REQUIRED WORK: Would you transcribe word for word every line from the one containing "Where can you spot the yellow" to the end of the data, both ends included, and leave out the rest?
Start of TASK INPUT
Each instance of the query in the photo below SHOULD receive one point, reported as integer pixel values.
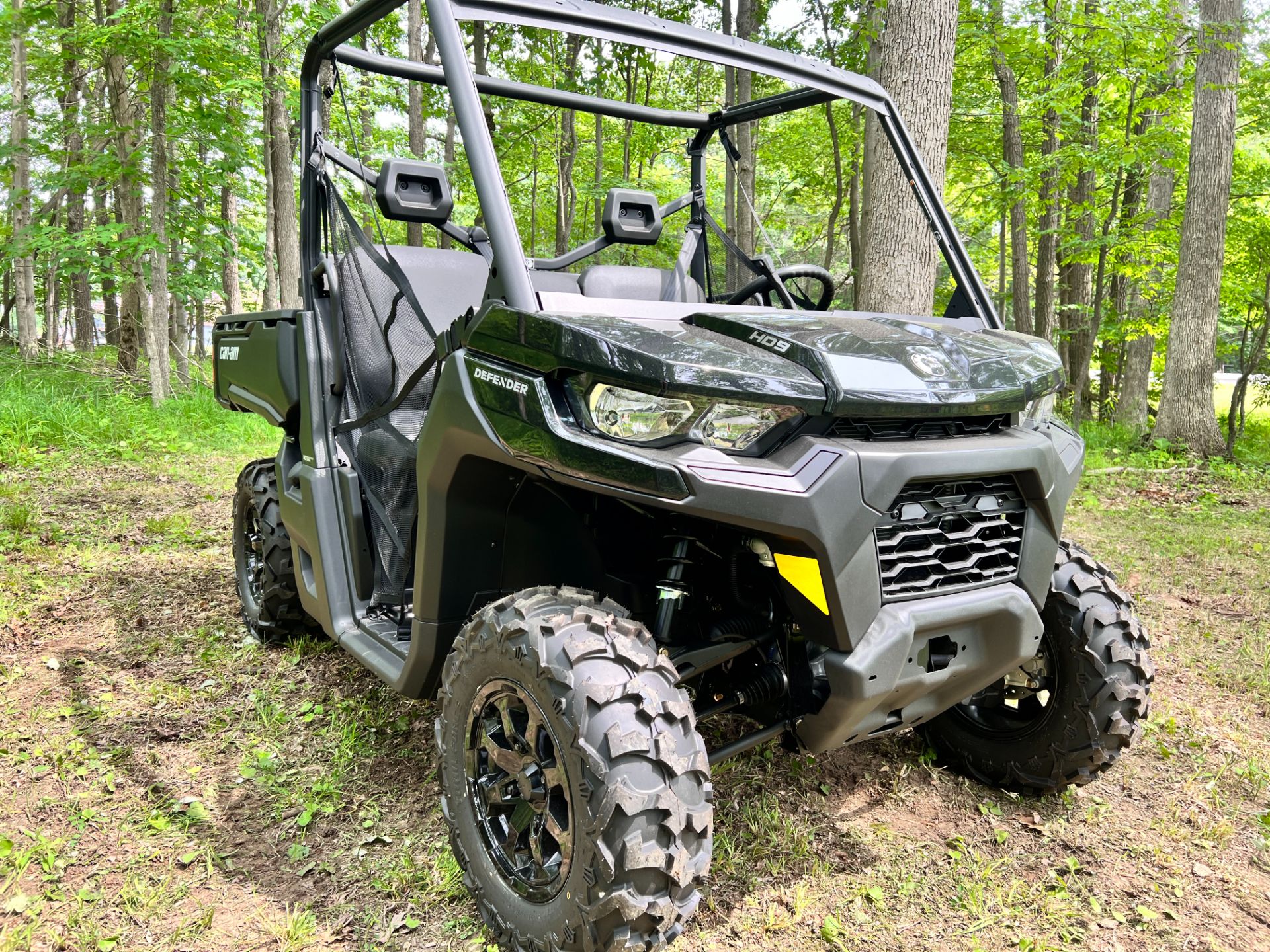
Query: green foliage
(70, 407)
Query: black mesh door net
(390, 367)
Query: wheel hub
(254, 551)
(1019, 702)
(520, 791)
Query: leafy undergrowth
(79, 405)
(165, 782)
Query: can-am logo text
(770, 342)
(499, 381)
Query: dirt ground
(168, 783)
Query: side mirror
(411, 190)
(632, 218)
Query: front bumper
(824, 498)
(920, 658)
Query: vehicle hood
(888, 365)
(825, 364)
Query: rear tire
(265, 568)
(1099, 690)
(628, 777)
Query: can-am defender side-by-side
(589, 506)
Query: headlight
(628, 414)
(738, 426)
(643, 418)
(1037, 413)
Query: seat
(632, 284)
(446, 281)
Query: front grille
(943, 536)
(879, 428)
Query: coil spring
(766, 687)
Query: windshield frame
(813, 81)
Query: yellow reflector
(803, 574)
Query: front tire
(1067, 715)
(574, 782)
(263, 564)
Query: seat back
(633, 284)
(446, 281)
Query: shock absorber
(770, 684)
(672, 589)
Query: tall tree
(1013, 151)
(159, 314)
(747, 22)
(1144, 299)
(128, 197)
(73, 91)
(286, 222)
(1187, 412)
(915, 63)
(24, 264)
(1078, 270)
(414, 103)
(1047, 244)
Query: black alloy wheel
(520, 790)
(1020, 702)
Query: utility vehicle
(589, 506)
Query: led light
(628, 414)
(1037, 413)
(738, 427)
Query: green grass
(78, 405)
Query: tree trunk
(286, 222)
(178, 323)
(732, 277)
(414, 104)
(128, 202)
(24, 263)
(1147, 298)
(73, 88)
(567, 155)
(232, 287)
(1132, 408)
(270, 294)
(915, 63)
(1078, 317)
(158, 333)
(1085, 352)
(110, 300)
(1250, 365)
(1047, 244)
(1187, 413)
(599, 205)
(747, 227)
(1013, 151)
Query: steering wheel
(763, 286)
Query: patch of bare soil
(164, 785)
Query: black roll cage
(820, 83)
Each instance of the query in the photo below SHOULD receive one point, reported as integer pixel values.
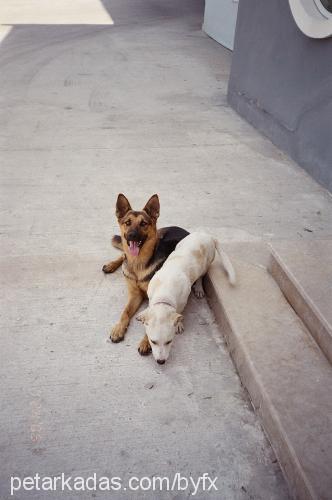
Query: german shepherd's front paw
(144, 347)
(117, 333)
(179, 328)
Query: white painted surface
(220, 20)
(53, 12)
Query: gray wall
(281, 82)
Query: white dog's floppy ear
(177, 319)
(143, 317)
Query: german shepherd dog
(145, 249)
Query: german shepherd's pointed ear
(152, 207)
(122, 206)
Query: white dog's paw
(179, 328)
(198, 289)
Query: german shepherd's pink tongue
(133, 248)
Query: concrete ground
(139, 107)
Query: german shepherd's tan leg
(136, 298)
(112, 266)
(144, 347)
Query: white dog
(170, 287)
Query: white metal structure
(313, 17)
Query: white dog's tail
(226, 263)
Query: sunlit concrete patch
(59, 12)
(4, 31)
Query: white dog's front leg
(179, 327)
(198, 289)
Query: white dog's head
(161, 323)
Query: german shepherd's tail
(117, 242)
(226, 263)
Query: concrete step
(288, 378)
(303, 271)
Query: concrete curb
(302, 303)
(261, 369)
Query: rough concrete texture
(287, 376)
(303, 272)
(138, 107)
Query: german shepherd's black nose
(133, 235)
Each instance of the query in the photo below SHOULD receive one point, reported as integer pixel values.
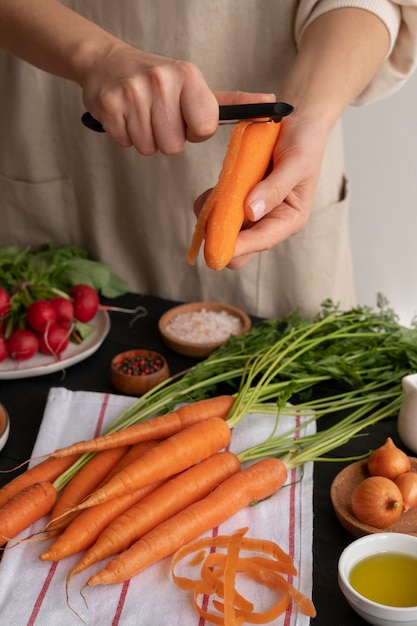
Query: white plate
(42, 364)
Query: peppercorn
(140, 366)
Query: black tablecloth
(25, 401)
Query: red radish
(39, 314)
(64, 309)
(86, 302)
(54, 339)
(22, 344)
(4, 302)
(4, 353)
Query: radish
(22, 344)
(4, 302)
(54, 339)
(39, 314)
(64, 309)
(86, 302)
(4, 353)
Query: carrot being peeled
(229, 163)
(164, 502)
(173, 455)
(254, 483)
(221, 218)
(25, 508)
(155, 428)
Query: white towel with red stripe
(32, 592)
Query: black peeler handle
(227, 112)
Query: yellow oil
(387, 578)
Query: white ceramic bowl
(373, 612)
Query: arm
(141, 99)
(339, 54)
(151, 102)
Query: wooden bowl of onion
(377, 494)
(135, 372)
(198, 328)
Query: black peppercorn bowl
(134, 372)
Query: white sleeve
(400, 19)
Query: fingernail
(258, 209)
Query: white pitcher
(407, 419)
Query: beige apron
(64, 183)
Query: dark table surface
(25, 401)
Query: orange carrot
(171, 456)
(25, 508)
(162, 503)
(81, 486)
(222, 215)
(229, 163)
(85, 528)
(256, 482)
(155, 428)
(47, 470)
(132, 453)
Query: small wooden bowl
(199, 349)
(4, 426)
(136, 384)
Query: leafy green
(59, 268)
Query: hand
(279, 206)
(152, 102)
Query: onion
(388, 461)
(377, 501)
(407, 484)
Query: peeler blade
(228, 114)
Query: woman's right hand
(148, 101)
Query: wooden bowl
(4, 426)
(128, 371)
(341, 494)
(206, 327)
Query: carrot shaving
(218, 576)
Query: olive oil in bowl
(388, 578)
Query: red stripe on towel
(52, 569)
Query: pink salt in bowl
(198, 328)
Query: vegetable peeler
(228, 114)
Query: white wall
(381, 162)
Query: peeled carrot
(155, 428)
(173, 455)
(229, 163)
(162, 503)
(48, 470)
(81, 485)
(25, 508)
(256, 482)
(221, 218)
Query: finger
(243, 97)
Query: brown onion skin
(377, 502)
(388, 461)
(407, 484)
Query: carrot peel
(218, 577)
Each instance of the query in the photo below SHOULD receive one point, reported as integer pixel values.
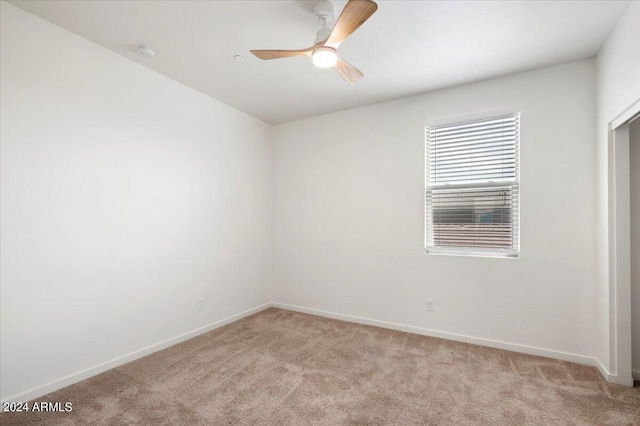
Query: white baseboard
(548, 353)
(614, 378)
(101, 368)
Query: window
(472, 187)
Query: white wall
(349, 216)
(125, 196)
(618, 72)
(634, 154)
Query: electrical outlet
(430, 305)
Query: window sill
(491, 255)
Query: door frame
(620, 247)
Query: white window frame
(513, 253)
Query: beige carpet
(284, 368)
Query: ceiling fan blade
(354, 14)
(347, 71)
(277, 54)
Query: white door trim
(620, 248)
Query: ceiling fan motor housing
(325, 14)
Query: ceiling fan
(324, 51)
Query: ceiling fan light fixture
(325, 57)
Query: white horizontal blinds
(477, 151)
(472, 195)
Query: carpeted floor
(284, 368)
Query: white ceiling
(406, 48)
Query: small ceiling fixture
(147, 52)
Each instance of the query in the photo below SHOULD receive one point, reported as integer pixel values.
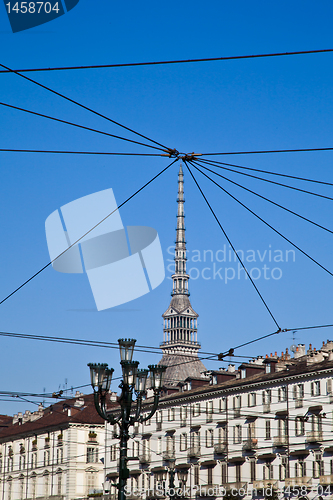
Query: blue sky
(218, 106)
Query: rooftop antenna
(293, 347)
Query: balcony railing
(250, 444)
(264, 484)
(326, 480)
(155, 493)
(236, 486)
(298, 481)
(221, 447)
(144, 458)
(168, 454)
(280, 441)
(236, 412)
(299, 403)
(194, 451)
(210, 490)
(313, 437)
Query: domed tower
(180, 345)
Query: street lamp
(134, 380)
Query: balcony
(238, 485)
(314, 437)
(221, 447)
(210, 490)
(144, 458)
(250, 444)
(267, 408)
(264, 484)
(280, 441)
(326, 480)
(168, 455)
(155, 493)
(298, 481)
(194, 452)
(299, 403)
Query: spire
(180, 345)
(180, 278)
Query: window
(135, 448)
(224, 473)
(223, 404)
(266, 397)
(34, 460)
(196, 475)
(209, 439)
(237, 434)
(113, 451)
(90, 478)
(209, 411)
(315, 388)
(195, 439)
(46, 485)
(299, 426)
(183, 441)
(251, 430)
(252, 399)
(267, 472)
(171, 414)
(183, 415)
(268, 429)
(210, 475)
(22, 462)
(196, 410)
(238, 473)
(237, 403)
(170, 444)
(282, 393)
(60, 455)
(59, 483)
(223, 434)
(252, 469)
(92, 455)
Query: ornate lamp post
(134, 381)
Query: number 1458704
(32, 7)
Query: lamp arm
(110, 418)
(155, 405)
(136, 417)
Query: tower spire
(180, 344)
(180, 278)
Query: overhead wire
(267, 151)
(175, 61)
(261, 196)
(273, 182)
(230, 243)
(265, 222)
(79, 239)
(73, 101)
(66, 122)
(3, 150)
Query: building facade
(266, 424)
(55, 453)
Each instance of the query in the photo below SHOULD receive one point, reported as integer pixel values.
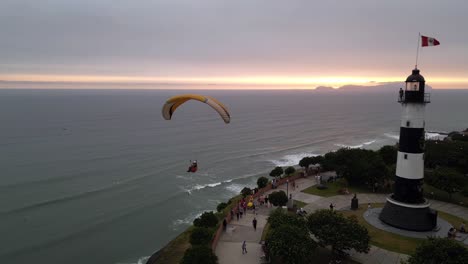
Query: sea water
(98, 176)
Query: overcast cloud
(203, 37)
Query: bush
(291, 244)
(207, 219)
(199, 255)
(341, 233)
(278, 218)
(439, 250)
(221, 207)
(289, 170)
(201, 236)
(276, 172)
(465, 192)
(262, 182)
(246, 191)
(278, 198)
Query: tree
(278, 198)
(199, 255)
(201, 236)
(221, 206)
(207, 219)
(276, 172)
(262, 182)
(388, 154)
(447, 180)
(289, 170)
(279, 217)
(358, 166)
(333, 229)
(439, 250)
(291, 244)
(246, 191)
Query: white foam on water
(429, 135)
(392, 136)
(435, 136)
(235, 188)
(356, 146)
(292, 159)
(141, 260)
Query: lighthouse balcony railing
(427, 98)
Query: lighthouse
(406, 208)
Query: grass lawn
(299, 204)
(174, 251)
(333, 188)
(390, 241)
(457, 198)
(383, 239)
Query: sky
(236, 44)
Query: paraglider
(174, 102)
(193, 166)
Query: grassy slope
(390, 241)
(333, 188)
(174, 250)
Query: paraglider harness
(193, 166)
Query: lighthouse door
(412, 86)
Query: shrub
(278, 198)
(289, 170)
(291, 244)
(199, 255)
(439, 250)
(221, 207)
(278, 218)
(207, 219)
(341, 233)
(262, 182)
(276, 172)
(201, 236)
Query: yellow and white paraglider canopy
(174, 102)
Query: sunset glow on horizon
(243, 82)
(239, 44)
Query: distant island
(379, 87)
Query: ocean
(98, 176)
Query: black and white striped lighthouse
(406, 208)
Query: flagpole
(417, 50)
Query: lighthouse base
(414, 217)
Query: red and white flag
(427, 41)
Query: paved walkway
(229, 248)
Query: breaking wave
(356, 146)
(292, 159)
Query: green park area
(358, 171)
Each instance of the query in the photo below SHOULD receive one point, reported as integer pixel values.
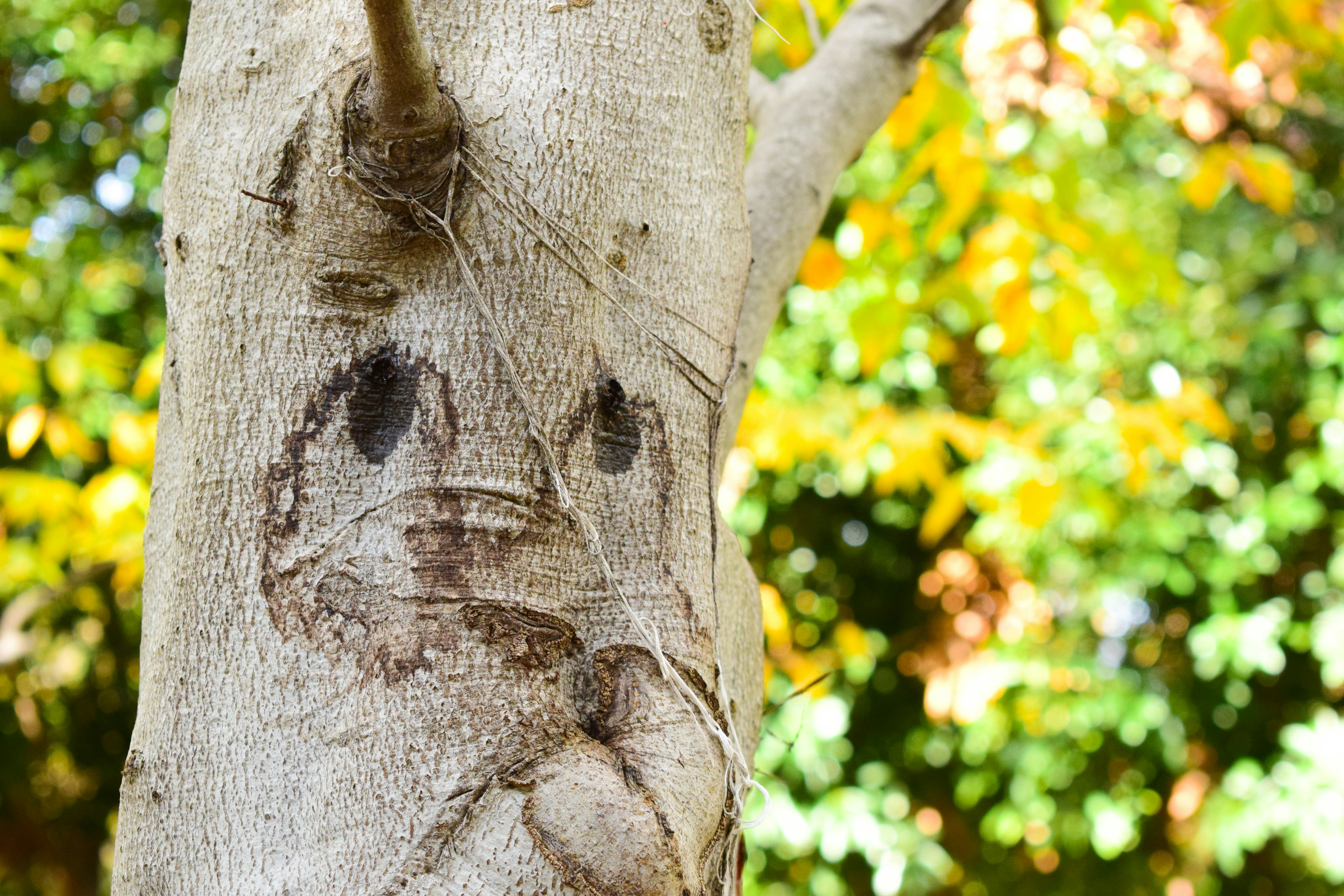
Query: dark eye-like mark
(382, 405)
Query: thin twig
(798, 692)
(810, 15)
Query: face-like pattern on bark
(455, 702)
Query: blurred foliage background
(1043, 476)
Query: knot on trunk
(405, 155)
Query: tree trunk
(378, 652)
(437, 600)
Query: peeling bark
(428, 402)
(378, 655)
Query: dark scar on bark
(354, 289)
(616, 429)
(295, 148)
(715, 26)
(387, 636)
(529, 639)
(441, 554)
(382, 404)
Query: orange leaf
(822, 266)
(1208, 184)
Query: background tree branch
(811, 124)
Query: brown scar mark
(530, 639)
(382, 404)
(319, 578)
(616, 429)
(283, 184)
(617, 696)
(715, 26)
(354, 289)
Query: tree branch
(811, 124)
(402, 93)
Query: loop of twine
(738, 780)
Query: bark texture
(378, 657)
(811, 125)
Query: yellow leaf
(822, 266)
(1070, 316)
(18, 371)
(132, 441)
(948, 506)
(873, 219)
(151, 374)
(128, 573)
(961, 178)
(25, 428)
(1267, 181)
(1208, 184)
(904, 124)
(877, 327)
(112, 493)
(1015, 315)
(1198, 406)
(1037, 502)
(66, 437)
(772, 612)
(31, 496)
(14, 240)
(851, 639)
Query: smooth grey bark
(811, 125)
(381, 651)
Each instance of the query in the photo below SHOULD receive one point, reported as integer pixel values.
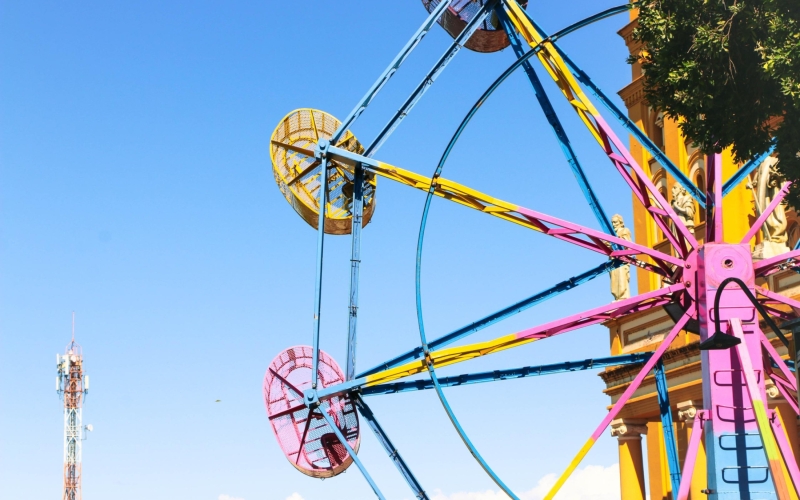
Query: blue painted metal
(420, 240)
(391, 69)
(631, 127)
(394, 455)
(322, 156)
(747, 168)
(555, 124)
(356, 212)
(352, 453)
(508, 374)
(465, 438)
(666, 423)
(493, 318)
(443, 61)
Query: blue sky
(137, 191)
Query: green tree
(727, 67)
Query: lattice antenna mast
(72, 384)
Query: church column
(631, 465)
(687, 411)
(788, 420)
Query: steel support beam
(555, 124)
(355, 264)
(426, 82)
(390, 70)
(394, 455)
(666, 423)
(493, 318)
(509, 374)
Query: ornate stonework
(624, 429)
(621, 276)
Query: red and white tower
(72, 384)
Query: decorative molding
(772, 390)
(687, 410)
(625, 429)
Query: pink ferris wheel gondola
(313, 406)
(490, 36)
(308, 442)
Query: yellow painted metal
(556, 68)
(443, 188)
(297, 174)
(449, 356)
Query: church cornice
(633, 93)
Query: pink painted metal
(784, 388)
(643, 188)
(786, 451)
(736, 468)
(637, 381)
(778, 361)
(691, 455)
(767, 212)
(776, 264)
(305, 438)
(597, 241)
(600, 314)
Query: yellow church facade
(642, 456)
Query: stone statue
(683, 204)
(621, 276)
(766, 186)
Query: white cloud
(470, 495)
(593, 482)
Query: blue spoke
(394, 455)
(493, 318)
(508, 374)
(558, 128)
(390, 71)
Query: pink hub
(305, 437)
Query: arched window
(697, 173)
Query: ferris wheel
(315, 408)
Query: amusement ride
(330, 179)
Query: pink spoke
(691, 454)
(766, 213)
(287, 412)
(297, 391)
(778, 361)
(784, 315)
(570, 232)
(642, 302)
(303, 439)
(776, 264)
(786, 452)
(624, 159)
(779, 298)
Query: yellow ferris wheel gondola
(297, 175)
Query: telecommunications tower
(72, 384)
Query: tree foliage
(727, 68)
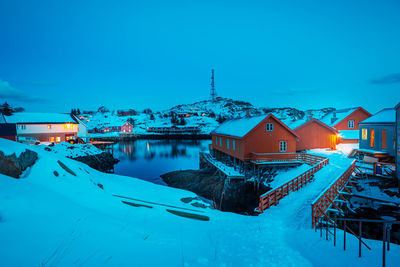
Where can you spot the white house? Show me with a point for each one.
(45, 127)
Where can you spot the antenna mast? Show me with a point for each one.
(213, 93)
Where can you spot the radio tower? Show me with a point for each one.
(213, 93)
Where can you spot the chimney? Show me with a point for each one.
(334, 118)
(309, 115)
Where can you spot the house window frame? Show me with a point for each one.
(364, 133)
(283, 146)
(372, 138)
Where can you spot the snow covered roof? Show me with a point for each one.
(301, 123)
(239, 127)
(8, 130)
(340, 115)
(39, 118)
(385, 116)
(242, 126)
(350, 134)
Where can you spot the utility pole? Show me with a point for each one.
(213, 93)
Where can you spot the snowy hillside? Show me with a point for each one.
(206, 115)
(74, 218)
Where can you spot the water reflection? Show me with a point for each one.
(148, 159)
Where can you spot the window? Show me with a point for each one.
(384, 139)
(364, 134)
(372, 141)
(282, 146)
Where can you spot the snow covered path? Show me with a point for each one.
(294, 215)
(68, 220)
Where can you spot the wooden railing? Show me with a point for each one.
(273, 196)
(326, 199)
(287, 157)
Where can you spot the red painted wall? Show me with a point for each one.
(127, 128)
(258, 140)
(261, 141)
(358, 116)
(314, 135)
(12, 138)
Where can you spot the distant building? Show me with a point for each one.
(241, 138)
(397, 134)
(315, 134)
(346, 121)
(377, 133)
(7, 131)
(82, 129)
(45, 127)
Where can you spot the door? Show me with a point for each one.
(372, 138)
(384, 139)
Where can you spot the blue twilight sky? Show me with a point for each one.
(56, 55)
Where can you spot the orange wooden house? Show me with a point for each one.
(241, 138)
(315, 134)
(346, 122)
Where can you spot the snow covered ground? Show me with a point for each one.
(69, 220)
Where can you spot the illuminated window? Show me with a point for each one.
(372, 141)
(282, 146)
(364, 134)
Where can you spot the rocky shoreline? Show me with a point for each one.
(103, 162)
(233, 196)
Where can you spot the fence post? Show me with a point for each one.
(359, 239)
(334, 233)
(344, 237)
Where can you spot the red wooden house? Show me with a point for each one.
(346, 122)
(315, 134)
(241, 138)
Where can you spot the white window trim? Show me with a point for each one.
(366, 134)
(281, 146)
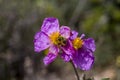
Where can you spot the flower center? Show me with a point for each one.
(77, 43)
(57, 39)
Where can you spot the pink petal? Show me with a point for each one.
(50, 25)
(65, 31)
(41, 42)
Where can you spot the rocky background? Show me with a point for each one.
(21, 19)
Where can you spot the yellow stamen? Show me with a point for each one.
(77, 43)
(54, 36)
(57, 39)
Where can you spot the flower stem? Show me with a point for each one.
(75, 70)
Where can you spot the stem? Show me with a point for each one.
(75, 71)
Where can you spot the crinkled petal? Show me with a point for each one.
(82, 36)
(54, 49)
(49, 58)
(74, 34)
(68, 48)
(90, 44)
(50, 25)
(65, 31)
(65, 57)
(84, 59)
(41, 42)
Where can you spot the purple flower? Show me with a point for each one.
End of TASK INPUT
SOLVED PROBLEM:
Where can you spot the yellow stamen? Show me with a point for each one.
(77, 43)
(54, 36)
(57, 39)
Where can you spot the flower stem? Show me with a point for each one.
(75, 70)
Where can you spot the stem? Show me with a point for each one.
(75, 71)
Where can you spot the crinkled petal? Show me with a point for each one.
(82, 36)
(54, 49)
(49, 58)
(74, 34)
(68, 48)
(90, 44)
(50, 25)
(65, 31)
(65, 57)
(84, 59)
(41, 42)
Where can you spot the purple flower? Show me with a point for each one.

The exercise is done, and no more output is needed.